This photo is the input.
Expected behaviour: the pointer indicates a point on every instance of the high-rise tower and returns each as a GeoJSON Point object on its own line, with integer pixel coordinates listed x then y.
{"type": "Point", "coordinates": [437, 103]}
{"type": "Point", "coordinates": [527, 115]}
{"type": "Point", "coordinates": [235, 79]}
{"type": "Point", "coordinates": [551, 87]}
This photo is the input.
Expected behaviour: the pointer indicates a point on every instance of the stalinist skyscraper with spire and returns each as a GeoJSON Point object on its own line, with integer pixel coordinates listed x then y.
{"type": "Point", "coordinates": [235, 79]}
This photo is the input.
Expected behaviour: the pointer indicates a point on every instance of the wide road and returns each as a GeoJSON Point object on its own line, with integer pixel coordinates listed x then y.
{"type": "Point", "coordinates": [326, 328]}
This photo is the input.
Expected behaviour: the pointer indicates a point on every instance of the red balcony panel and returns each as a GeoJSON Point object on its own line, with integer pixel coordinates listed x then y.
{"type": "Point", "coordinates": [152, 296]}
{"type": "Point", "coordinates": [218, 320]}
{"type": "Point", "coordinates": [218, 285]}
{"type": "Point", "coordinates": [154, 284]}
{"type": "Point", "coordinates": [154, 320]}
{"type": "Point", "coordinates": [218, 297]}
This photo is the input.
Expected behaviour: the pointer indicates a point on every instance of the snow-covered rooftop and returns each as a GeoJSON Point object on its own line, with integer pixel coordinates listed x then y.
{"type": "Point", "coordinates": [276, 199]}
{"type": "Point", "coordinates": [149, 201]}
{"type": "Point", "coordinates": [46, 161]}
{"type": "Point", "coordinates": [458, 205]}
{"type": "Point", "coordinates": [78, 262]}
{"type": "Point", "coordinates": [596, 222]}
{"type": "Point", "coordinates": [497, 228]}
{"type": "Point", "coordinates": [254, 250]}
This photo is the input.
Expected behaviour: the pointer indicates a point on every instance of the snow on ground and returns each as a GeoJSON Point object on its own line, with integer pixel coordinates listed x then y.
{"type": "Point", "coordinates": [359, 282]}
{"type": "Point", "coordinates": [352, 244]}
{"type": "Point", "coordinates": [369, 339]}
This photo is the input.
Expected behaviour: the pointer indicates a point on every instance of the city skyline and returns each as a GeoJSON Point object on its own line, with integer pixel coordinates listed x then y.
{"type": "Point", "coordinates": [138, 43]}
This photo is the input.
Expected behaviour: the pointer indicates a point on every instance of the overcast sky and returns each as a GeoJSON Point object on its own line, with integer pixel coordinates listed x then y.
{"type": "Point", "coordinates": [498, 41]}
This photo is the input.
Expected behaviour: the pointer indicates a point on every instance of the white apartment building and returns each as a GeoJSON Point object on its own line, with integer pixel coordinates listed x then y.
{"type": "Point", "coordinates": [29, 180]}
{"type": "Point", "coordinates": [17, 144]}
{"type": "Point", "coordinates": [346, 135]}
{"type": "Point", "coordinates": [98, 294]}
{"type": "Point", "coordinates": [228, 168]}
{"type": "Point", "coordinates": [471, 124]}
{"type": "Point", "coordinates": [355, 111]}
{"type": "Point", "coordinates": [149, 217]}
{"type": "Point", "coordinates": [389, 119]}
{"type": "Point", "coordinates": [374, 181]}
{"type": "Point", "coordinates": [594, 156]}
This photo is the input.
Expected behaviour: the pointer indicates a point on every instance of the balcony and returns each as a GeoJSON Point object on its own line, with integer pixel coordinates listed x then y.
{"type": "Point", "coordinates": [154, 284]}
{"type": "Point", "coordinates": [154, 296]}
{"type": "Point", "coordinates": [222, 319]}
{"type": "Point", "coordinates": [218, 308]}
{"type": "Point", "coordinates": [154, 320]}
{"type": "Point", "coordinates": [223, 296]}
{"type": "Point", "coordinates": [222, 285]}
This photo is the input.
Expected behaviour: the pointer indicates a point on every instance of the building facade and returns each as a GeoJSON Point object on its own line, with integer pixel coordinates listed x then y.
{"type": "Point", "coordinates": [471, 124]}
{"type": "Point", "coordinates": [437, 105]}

::::::

- _PROBLEM DESCRIPTION_
Repeat the line containing "of the building" and all subsequent lines through the final line of the data, exactly and with no others.

- _COMPLETED EXERCISE_
Expected behaviour: the pointer indicates a point on every instance of the building facade and returns each as a GeoJSON Point object on its own line, with integer pixel coordinates listed x then y.
{"type": "Point", "coordinates": [471, 124]}
{"type": "Point", "coordinates": [437, 105]}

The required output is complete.